* Stated problem:
Reproduce all of the data below word for word, but leave out the pictures.

==== Data for this task

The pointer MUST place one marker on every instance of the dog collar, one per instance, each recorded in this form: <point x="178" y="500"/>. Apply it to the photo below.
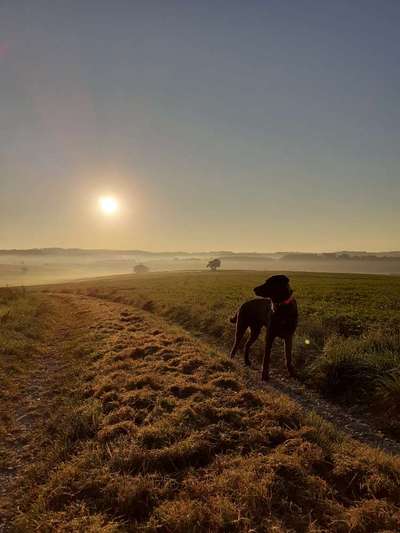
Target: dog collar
<point x="288" y="301"/>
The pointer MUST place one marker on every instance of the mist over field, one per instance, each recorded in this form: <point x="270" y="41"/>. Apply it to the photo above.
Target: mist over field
<point x="28" y="267"/>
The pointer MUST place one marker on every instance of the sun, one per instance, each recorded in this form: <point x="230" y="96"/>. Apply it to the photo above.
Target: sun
<point x="108" y="205"/>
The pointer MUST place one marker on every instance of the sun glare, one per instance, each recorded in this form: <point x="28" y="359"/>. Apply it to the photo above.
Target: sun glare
<point x="108" y="205"/>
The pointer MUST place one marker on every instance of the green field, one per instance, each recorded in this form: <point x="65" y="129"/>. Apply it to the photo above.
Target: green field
<point x="114" y="421"/>
<point x="347" y="345"/>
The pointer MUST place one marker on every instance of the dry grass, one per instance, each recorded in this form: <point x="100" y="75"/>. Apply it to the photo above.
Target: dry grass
<point x="351" y="324"/>
<point x="166" y="436"/>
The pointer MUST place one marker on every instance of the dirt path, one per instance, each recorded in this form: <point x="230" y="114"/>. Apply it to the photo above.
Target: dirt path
<point x="51" y="381"/>
<point x="42" y="391"/>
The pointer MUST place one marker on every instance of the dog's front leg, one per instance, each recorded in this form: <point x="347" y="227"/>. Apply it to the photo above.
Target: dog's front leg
<point x="269" y="340"/>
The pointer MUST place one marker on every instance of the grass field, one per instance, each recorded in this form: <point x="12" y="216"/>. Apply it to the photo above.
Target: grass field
<point x="118" y="419"/>
<point x="348" y="341"/>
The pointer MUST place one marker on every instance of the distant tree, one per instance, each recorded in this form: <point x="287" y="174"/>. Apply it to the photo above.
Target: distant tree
<point x="214" y="264"/>
<point x="140" y="269"/>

========

* Task output:
The pointer MUST place one marker on every instance of the dog collar, one per instance, each recorded in this form: <point x="178" y="500"/>. Apply it to the photo below.
Target: dog collar
<point x="288" y="301"/>
The pointer MUST place one marker on every instance of the mist over field, one per instance, each recorded in this form: <point x="270" y="41"/>. Apply it to the photo above.
Target: mist over field
<point x="28" y="267"/>
The pointer MUST place one marker on every instance of the sun, one per instance, each recorded in this form: <point x="230" y="96"/>. Apply it to the photo above.
Target: sun
<point x="108" y="205"/>
The pointer MUST place one marker on every instance of the sun glare, one per instance, each recorded in this form: <point x="28" y="359"/>. Apply it to the photo above.
Target: sun glare
<point x="108" y="205"/>
The pointer MUST place one marker on every instance of the green field, one per instance, each recorded in this form: <point x="65" y="129"/>. Apply it to the photo above.
Target: green field
<point x="114" y="421"/>
<point x="347" y="345"/>
The pointer MUST place one marker on every instance of the dry grass, one per instance, each recorded in this form: <point x="100" y="75"/>. Apply it to the photo above.
Target: dry grass
<point x="351" y="324"/>
<point x="166" y="436"/>
The pointer MUST place one marker on every instance of the dirt path, one per instance, each recorded in this form: <point x="230" y="114"/>. Apply it to the photo above.
Target: dirt path
<point x="51" y="381"/>
<point x="42" y="391"/>
The pointer MUST place one marker on every instance of the dog's front leg, one per instance, each recorded in this form: <point x="347" y="227"/>. Apply it to the photo above.
Target: dog's front leg
<point x="269" y="340"/>
The pointer MUST place one marker on every instance of the grass field, one per instance, each recorded in this form: <point x="12" y="216"/>. Apply it to the photo above.
Target: grass field
<point x="118" y="419"/>
<point x="348" y="341"/>
The pointer MUST place one marker on every instance of the distant tree, one per instance, each recorded in this form: <point x="287" y="174"/>. Apply it to the photo above.
Target: distant tree
<point x="214" y="264"/>
<point x="140" y="269"/>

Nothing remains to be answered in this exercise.